» EXERCISE REQUIREMENTS:
Everything from the line containing "Double-check for me: the wet" down to the last line of the entries below must be transcribed exactly, and nothing else.

» MATERIAL FOR THIS TASK:
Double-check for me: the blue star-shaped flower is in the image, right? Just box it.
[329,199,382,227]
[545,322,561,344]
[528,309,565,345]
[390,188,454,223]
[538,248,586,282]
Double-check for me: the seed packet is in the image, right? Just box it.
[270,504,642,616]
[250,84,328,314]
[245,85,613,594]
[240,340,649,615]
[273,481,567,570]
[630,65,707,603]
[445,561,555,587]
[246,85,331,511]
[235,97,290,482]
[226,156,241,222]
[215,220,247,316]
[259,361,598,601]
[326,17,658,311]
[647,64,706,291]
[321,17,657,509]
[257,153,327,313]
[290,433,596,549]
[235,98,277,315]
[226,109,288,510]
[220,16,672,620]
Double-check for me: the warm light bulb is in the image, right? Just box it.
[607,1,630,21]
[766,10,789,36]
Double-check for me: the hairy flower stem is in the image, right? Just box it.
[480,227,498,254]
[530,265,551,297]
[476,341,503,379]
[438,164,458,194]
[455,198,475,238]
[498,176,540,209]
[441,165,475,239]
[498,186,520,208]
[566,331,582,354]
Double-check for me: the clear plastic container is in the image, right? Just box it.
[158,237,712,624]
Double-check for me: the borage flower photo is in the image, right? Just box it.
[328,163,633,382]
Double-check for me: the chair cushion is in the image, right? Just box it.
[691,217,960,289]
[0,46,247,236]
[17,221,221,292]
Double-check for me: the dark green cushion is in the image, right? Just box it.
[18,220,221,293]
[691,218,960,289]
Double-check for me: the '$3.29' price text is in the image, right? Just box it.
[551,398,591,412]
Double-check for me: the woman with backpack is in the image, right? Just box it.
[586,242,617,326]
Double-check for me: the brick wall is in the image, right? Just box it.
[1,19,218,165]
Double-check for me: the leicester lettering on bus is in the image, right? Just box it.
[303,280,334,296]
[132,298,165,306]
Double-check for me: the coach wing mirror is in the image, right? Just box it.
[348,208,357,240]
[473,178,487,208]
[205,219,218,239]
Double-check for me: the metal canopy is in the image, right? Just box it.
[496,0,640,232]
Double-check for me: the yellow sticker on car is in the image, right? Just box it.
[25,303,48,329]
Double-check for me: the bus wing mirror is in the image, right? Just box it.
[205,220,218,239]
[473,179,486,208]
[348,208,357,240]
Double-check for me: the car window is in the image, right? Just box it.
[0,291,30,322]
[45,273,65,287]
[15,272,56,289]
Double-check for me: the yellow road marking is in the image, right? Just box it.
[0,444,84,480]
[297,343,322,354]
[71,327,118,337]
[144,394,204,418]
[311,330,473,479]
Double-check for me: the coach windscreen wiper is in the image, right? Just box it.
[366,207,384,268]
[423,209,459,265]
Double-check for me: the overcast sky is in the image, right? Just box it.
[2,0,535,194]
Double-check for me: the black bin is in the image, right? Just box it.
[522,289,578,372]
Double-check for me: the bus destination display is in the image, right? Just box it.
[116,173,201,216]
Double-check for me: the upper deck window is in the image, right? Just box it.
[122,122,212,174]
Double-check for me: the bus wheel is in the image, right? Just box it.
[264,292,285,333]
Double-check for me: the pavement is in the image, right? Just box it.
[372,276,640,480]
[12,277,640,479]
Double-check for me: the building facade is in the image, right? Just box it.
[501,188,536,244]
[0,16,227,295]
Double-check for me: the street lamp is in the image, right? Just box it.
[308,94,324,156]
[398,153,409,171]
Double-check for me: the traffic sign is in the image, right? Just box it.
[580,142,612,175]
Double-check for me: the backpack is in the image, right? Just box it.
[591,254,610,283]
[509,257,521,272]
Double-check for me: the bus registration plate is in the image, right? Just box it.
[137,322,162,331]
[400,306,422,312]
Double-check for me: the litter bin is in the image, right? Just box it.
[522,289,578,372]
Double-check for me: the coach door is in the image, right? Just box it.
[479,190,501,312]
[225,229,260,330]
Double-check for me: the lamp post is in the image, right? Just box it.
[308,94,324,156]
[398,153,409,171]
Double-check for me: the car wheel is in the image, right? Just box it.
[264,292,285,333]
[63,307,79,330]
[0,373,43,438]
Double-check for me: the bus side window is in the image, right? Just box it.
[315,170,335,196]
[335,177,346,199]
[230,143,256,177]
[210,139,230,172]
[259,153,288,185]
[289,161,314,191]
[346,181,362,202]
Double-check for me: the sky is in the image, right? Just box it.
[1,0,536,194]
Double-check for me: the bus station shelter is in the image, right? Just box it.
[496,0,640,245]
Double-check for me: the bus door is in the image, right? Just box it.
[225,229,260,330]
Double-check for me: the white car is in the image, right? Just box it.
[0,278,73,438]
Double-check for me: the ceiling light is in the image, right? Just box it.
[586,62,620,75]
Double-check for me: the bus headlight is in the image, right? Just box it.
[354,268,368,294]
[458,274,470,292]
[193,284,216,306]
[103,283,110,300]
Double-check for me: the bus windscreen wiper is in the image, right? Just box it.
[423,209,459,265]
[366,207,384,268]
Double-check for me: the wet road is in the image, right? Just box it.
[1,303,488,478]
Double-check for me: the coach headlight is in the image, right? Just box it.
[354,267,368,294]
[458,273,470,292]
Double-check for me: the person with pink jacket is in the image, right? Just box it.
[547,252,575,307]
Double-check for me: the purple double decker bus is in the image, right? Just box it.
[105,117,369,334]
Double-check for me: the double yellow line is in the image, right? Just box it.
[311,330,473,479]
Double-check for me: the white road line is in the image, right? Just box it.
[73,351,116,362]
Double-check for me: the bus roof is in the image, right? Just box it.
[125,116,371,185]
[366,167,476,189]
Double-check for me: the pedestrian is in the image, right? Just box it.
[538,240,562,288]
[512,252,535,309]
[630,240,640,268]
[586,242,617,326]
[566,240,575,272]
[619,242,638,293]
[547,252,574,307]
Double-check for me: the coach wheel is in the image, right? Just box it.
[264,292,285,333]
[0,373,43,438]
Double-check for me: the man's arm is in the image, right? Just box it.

» TASK ANSWER:
Double-check for me: the wet road is in the image, right? Just box it.
[1,303,488,478]
Double-check for me: the coach headlight is in the image, right? Just box it.
[354,267,368,294]
[458,273,470,292]
Double-check for me: the person with pink jacket is in the image, right? Just box it.
[547,252,575,307]
Double-check for me: the purple double decker bus is in the image, right? Just box it.
[105,117,369,334]
Double-check for me: the double yellow line is in the image, right? Just box it.
[311,330,473,479]
Double-check for me: the white road line is in the image, right? Just box it.
[73,351,116,362]
Double-check for me: the bus roof is in the image, right? Just box it.
[125,116,371,185]
[366,167,476,189]
Double-check for me: the pedestrian is in the image, right? Just box it.
[538,240,562,288]
[512,252,535,309]
[630,240,640,268]
[586,242,617,326]
[566,240,575,272]
[619,242,638,293]
[547,252,574,307]
Double-check for me: the coach wheel is in the image, right? Just box it.
[264,292,285,333]
[0,373,43,438]
Double-check for me: the man's arm is in the image, right? Just box it.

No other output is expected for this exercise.